■ **Required work**
- A) Copy the thread on tagging support in Roller, from the part that opens with "Re: Tagging support" through the part that closes with "branch to trunk?". Rename "wiki" to "project page" in that part.
- B) Answer these questions using the thread on tagging support in Roller:
(i) On what day and date did Elias Torres send his reply?
(ii) Which codebase does Allen Gilliland propose using to recreate the branch?
(iii) Whose suggestion in the issues section does Allen Gilliland recommend following?

** BEGIN Document passage **

Re: Tagging support in Roller

Elias Torres Wed, 13 Sep 2006 11:03:32 -0700

I replied to your good comments and updated the wiki. Could we discuss
making the 3.1 branch and moving 3.0 branch to trunk?


-Elias

Allen Gilliland wrote:
> 
> 
> Elias Torres wrote:
>>
>> Allen Gilliland wrote:
>>> Ok.  I took another pass over the proposal and have a few thoughts/ideas
>>> I think we can talk about here on the list to get this moving.
>>
>> Excellent, thanks for taking a look at it.
>>
>>> 1. We should ditch the current branch based on roller 2.1 and recreate
>>> it using the 3.0 codebase, migrating whatever code is still relevant.
>>
>> +1
>>
>>> 2. I suggest we follow Anil's suggestion in the issues section and not
>>> try and make an decisions about categories vs. tags.  That's definitely
>>> still an important debate, but I suggest we get tags going first then we
>>> can actually see how each is used and make a decision based on acquired
>>> feedback rather than speculation.

** END Document passage **
** BEGIN Given records **

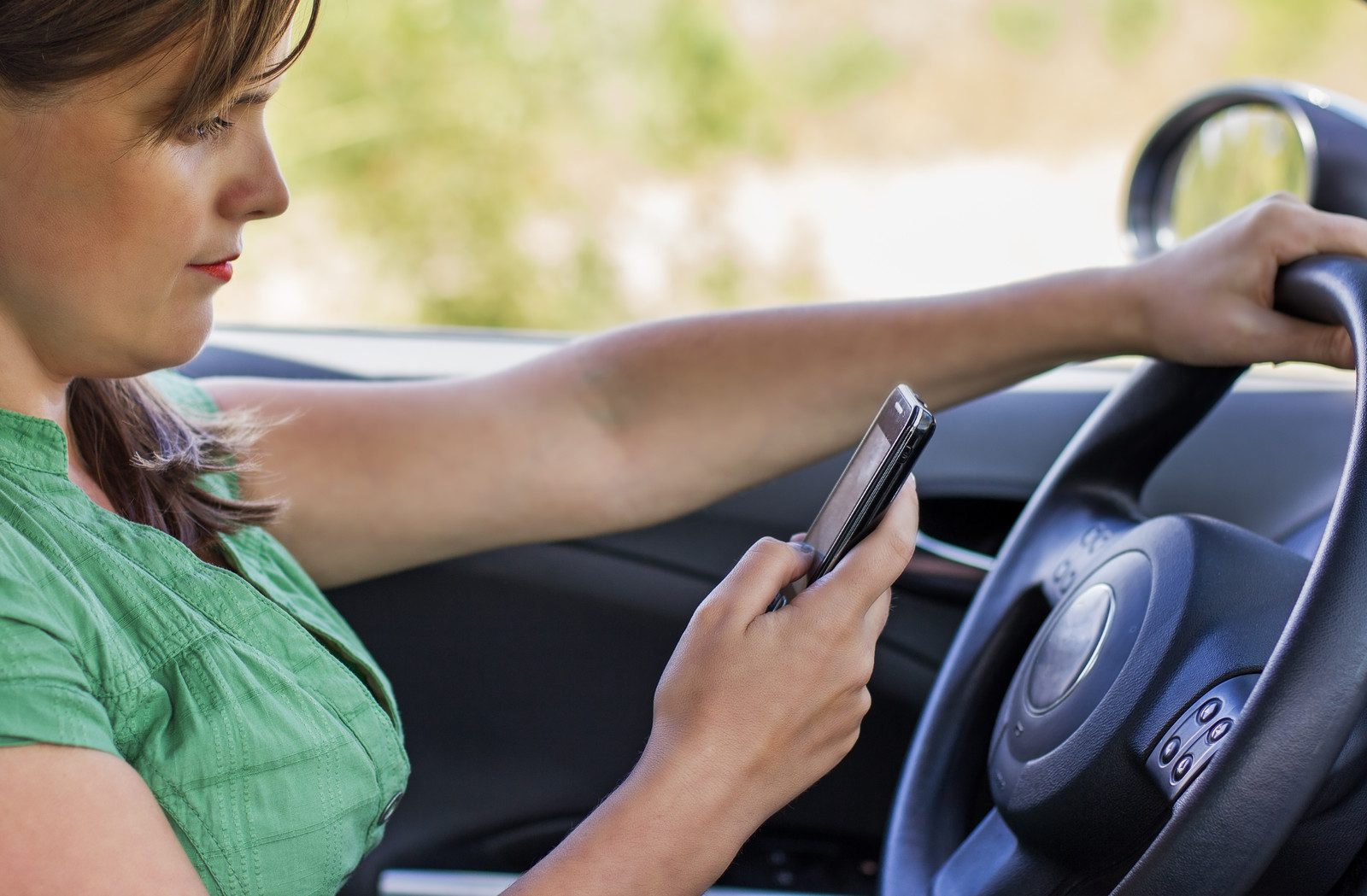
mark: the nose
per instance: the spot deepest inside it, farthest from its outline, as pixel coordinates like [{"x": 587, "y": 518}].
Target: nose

** END Given records **
** BEGIN Given records **

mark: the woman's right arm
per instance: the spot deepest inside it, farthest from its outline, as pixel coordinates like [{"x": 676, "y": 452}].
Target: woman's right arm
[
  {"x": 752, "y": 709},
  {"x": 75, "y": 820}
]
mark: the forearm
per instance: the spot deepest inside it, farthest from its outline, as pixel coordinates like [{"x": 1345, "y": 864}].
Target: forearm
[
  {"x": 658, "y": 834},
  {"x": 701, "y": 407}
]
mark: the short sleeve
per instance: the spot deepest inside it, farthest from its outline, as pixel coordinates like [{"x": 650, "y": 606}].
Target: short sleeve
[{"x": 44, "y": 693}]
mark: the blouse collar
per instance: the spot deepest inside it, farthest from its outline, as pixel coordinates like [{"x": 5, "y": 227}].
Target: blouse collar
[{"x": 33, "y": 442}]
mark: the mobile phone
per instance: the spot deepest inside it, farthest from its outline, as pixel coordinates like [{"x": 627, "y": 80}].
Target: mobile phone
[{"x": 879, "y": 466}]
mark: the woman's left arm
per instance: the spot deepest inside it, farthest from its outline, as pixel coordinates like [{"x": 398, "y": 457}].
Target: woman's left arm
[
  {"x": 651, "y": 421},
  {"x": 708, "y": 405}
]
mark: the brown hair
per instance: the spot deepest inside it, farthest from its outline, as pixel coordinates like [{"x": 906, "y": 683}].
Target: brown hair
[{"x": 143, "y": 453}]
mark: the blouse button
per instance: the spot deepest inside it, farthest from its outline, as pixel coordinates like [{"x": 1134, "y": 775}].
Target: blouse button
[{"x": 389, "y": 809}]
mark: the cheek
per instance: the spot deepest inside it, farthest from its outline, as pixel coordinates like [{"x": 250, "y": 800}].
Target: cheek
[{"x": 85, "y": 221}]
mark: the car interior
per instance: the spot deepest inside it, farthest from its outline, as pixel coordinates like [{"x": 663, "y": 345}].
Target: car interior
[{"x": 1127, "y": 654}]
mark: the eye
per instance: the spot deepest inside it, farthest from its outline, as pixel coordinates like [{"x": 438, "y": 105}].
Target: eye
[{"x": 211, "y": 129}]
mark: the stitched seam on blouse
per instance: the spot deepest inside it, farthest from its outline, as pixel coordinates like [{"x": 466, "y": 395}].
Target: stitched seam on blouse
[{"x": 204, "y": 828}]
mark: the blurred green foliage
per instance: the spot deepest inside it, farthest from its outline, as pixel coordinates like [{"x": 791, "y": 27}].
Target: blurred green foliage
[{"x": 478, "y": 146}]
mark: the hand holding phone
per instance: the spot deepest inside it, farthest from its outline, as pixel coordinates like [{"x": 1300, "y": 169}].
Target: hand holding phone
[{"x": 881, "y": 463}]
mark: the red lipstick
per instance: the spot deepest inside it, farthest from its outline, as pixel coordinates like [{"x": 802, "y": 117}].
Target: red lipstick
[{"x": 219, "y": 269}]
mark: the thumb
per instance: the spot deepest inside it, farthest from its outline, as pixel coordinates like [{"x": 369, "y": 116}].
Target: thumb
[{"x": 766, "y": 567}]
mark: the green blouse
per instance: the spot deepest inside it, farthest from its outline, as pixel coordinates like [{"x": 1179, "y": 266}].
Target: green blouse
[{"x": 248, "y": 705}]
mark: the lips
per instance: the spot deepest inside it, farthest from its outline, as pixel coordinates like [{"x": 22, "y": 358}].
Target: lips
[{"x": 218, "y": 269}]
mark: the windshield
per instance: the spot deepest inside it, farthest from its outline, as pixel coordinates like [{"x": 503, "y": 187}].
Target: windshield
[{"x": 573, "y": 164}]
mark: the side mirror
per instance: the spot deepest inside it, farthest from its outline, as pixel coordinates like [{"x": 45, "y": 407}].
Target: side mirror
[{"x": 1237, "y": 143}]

** END Given records **
** BEGIN Given records **

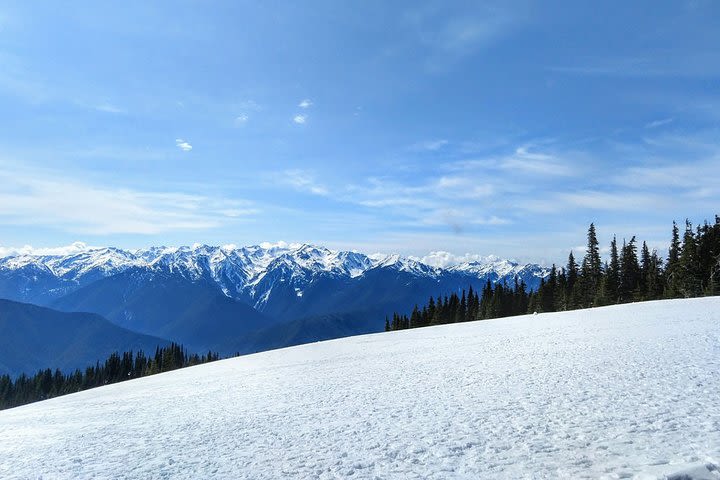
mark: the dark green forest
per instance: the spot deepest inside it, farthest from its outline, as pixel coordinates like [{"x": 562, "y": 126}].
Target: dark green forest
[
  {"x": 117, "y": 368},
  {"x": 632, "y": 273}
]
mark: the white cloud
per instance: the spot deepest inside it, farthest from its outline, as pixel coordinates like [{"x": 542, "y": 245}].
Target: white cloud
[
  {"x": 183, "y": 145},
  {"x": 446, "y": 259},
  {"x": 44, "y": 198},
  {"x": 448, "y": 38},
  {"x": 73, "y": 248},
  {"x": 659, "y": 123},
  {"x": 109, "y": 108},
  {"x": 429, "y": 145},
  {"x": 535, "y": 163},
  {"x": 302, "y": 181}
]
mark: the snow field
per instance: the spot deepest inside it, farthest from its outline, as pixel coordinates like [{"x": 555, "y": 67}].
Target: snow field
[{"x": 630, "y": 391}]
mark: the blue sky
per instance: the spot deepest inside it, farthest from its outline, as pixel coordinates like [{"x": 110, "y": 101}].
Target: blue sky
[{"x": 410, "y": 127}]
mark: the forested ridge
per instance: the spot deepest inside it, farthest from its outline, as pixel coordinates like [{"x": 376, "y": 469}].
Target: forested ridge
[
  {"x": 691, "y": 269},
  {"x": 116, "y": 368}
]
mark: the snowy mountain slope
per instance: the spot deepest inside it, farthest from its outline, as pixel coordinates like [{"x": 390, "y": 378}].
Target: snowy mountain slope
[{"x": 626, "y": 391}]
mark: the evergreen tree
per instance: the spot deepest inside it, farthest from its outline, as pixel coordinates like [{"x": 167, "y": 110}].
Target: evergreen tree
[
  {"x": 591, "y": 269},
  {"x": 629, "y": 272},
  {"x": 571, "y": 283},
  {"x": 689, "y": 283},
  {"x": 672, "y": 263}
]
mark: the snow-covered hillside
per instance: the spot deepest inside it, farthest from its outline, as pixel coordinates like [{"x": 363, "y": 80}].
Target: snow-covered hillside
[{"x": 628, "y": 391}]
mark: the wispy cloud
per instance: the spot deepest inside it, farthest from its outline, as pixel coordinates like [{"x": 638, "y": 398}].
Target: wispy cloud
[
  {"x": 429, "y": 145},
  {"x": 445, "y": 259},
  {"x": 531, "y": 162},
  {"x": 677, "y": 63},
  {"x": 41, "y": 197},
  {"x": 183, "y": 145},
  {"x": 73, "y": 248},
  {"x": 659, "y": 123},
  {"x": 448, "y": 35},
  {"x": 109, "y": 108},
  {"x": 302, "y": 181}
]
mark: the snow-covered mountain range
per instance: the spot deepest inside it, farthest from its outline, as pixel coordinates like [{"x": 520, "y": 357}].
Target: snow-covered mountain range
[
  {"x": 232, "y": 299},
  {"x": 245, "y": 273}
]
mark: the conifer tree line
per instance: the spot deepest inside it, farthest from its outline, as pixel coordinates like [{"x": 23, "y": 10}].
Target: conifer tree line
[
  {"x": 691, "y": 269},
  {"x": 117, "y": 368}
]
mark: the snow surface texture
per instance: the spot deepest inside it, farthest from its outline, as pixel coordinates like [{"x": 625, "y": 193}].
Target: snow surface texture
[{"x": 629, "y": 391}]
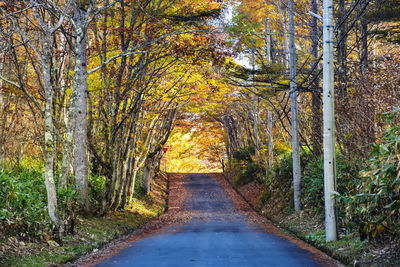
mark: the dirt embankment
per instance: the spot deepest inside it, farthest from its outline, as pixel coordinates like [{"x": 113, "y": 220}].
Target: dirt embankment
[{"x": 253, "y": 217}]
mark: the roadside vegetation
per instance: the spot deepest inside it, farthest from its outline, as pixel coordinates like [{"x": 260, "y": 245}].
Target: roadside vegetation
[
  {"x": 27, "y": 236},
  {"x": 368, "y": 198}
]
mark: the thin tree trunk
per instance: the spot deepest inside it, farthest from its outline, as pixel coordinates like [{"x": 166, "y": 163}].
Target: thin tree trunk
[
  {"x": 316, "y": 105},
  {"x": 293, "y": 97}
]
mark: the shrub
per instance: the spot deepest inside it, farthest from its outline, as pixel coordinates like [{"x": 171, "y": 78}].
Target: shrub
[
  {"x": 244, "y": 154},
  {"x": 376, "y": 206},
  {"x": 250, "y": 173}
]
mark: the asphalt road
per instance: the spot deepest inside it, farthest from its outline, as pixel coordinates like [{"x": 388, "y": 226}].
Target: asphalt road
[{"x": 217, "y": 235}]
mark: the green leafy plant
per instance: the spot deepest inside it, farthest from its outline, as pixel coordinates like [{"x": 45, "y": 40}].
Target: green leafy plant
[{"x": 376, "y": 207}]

** END Given records **

■ **Results in order**
- A)
Re: Tagging support in Roller

Elias Torres Wed, 13 Sep 2006 11:03:32 -0700

I replied to your good comments and updated the project page. Could we discuss
making the 3.1 branch and moving 3.0 branch to trunk?

- B)
(i) Wednesday, 13 September 2006
(ii) The 3.0 codebase
(iii) Anil's